* Excerto *
Consubstanciando os códigos de governo das sociedades normas de natureza recomendatória, providas de sanções no mercado, mas não de sanções jurídicas diretas, que «desempenham um papel influente na condução dos destinos das sociedades abertas e na motivação pessoal dos titulares dos órgãos sociais e de acionistas na tomada de decisões ligadas à condução da actividade societária»[i], devem ter-se sempre presentes, na sua elaboração, as limitações do mercado subjacente — e, em particular, a capacidade deste para distinguir e valorizar os “bons” agentes económicos face aos “limões”[ii] — e a eficiência das normas jurídicas que constituem as fundações sobre a qual assenta a sua construção.

Neste sentido, é interessante sublinhar a reação de duas eminentes figuras do nosso mercado na apresentação de duas compilações de estudos sobre governo das sociedades nas quais participámos. Em 2010, o Dr. Artur Santos Silva debruçou-se em particular sobre o reflexo da ineficiência dos nossos tribunais no governo das sociedades; em 2012, o Senhor Alexandre Soares dos Santos manifestou particular preocupação perante a concentração da reflexão em normas sem sanção jurídica, por entender que, enquanto assim fosse, por mais que se escrevesse sobre o assunto, tudo ficaria na mesma.

É importante também recordar que um dos factores que mais determinou o sucesso dos códigos de governo das sociedades no Reino Unido se prendeu com a “ameaça” de intervenção legislativa, sempre presente. Tanto os redatores dos diferentes relatórios subjacentes a este movimento, como as instituições representativas das diferentes sensibilidades do mercado, como os próprios destinatários das recomendações apresentadas, sempre tiveram consciência de que, se não se verificassem melhorias significativas no governo das sociedades, o Governo interviria diretamente pela via legislativa. Entre nós, pelo contrário, parece haver um completo alheamento dos sucessivos Governos face ao governo das sociedades. A exceção foi a reforma de 2006, decorrente de uma iniciativa isolada da CMVM e não de um processo próprio de reforma, ponderada e maturada por uma ampla discussão pela comunidade científica e pelos agentes no mercado, como se exigia e verifica em determinados ordenamentos de referência.

Por tudo isto, arriscamos dizer que, sem prejuízo do indiscutível mérito desta iniciativa, mais importante do que desenvolver um código alternativo ao da CMVM, melhor seria a promoção, pelo IPCG, de um debate construtivo e sério sobre as reformas que se impõem nesta área, não só ao nível da law in the books, mas sobretudo ao nível da law in action.

[Excertos de dados de caixas delimitadoras]

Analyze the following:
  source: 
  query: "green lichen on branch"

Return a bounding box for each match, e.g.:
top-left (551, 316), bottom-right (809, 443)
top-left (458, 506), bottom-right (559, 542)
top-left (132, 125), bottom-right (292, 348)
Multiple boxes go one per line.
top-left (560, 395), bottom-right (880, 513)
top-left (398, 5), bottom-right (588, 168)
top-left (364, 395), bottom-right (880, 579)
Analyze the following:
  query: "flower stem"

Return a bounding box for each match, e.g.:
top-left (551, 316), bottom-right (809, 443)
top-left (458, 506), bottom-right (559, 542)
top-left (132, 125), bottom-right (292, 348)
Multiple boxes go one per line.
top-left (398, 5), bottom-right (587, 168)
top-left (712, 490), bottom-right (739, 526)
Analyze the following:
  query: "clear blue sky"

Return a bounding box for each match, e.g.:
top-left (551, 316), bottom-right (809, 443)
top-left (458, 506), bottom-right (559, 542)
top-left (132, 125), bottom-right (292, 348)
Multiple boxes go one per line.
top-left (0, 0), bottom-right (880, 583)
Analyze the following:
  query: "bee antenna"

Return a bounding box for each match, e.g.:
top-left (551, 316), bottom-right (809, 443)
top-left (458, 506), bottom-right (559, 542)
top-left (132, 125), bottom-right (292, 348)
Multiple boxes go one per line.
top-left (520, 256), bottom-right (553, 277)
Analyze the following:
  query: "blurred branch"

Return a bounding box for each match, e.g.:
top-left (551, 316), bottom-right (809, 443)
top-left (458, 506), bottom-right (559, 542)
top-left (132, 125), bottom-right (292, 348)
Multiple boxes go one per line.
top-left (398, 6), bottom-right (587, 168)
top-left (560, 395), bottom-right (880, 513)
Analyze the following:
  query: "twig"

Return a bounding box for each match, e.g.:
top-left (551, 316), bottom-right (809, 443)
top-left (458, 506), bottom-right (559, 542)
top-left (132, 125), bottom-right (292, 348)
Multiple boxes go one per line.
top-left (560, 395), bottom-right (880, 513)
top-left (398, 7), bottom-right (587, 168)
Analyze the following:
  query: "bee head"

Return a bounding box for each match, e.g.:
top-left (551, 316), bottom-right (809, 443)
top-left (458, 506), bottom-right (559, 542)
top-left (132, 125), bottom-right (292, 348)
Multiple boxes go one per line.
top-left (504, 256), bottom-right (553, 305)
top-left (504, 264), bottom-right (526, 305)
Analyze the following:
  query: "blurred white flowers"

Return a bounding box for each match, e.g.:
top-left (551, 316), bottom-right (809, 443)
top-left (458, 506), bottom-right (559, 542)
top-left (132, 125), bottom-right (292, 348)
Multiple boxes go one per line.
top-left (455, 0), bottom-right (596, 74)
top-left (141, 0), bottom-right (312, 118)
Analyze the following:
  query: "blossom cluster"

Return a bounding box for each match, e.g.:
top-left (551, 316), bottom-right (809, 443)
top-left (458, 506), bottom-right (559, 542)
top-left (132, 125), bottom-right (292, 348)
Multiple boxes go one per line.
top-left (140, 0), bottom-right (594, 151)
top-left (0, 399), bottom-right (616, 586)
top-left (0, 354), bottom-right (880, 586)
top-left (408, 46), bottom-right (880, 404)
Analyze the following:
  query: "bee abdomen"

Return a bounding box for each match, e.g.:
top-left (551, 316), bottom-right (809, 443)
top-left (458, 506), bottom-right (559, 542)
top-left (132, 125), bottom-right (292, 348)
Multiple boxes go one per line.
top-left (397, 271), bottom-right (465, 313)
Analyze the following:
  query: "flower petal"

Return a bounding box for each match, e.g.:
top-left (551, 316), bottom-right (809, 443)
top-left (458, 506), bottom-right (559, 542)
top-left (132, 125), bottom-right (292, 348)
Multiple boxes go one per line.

* A fazer *
1. Reproduza o trecho do excerto que começa em "Por tudo isto, arriscamos" e termina em "da law in action.", substituindo "debate" por "diálogo".
2. Resuma o excerto em duas frases.

* Resoluções *
1.
Por tudo isto, arriscamos dizer que, sem prejuízo do indiscutível mérito desta iniciativa, mais importante do que desenvolver um código alternativo ao da CMVM, melhor seria a promoção, pelo IPCG, de um diálogo construtivo e sério sobre as reformas que se impõem nesta área, não só ao nível da law in the books, mas sobretudo ao nível da law in action.

2. Os códigos de governo das sociedades são normas recomendatórias, sem sanções jurídicas diretas, e na sua elaboração devem ter-se presentes as limitações do mercado e a eficiência das normas jurídicas em que assentam. Ao contrário do Reino Unido, onde a ameaça de intervenção legislativa contribuiu para o sucesso desses códigos, entre nós os sucessivos Governos mostram alheamento, pelo que o texto defende que seria melhor o IPCG promover um debate construtivo e sério sobre as reformas necessárias.